*** THE RECORDS Section Begins ***
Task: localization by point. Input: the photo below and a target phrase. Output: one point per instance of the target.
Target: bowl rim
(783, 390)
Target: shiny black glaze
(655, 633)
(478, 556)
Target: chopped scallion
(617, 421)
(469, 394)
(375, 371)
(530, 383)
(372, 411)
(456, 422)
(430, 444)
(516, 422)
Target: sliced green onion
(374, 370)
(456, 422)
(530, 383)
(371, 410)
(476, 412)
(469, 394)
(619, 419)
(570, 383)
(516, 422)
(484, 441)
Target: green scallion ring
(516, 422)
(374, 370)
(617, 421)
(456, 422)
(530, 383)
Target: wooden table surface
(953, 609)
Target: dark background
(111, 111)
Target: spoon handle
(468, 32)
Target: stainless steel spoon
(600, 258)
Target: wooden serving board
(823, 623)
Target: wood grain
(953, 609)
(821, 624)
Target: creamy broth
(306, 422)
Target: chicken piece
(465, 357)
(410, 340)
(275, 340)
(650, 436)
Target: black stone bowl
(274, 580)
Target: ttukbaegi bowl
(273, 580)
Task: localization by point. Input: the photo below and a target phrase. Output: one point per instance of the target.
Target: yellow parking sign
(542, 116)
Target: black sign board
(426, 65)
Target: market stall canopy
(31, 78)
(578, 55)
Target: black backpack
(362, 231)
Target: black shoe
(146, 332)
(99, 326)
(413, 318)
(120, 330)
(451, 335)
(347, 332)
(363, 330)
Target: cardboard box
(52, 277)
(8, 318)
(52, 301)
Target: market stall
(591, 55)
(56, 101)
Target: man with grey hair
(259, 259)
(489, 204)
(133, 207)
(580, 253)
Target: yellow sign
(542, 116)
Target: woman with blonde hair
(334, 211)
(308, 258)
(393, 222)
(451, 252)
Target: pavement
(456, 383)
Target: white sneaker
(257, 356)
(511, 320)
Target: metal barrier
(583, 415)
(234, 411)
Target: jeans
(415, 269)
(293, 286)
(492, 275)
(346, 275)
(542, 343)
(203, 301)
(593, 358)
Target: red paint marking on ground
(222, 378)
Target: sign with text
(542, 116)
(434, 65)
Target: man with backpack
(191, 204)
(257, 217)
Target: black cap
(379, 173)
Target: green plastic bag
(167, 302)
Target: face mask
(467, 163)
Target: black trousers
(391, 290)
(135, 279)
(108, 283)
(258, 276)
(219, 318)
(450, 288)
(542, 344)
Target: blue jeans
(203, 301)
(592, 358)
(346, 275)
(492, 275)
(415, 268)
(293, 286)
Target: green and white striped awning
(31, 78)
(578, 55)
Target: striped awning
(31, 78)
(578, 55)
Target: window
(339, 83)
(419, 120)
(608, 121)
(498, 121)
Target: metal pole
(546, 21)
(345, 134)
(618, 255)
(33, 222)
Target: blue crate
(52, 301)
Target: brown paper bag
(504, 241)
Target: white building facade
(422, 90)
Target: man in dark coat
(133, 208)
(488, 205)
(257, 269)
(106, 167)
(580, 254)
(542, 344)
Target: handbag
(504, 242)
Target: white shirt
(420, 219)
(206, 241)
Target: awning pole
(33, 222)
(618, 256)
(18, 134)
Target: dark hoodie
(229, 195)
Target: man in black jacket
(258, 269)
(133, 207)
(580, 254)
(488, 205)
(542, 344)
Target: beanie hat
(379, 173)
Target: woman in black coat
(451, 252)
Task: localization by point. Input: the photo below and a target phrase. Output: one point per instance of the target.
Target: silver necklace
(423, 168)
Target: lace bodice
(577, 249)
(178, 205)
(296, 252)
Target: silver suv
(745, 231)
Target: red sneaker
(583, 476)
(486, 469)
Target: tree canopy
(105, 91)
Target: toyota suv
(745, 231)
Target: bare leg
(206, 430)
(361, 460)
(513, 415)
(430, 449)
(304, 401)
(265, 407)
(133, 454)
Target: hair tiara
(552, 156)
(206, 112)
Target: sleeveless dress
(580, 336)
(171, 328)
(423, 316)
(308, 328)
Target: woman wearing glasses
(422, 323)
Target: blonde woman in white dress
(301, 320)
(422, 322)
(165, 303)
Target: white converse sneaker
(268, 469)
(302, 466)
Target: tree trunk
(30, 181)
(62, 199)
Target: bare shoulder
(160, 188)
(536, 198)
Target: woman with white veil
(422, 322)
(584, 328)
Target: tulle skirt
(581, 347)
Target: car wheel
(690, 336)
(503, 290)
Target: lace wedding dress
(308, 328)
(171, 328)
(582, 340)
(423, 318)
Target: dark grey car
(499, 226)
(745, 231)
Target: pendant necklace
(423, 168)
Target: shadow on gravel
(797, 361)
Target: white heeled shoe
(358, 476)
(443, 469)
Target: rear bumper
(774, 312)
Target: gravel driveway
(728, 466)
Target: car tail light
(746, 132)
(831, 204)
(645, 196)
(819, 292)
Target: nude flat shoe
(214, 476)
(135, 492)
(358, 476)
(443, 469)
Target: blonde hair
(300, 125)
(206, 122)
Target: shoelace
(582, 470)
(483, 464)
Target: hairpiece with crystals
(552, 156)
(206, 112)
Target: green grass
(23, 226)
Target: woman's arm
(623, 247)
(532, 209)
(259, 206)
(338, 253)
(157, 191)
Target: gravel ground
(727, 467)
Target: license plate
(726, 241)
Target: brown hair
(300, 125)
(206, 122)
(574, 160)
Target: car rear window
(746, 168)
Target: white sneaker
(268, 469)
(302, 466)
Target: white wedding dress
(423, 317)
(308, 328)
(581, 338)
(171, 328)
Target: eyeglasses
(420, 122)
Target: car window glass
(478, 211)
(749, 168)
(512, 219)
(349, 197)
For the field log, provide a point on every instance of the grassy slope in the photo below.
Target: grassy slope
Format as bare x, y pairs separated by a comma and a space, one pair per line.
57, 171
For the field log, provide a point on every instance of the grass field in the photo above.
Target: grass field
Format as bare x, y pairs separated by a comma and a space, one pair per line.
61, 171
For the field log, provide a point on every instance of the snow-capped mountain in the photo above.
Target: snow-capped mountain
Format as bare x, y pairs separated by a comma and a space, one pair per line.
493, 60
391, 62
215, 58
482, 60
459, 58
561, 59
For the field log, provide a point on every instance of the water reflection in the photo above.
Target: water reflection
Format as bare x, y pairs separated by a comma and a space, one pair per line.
*** THE RECORDS Section Ends ***
Return only those lines that run from the one containing "Target: white heeled shoe" through the end of the entries, keeping each exactly as written.

_TASK ANSWER_.
Target: white heeled shoe
(358, 476)
(443, 469)
Target: rear bumper
(774, 312)
Target: gravel driveway
(728, 466)
Target: car tail light
(746, 132)
(831, 204)
(645, 196)
(819, 292)
Target: nude flat shoe
(214, 476)
(135, 492)
(358, 476)
(443, 469)
Target: blonde hair
(300, 125)
(206, 122)
Target: shoelace
(582, 470)
(483, 464)
Target: hairpiece with crystals
(552, 156)
(206, 112)
Target: green grass
(23, 226)
Target: woman's arm
(623, 247)
(532, 209)
(259, 206)
(338, 253)
(157, 191)
Target: gravel ground
(727, 467)
Target: license plate
(726, 241)
Target: brown hair
(300, 125)
(206, 122)
(574, 160)
Target: car rear window
(746, 168)
Target: white sneaker
(268, 469)
(302, 466)
Target: white wedding dress
(423, 317)
(308, 328)
(581, 338)
(171, 328)
Target: eyeglasses
(420, 122)
Target: car window glass
(478, 211)
(749, 168)
(512, 219)
(349, 197)
For the field log, provide a point on every instance of the grassy slope in the photo below.
Target: grassy slope
Format as bare x, y pairs separated by a comma and a space, one pair per line.
57, 171
For the field log, provide a point on every instance of the grass field in the photo above.
Target: grass field
Format as bare x, y pairs separated by a comma and a space, one pair per line.
61, 171
For the field log, provide a point on every instance of the snow-capped mountain in the photo above.
Target: snow-capped mountain
Format as bare x, y pairs separated by a comma and a space, one pair per line.
493, 60
391, 62
215, 58
482, 60
459, 58
561, 59
For the field log, provide a point on every instance of the water reflection in the photo above.
Target: water reflection
Format as bare x, y pairs separated by a comma and a space, one pair per line.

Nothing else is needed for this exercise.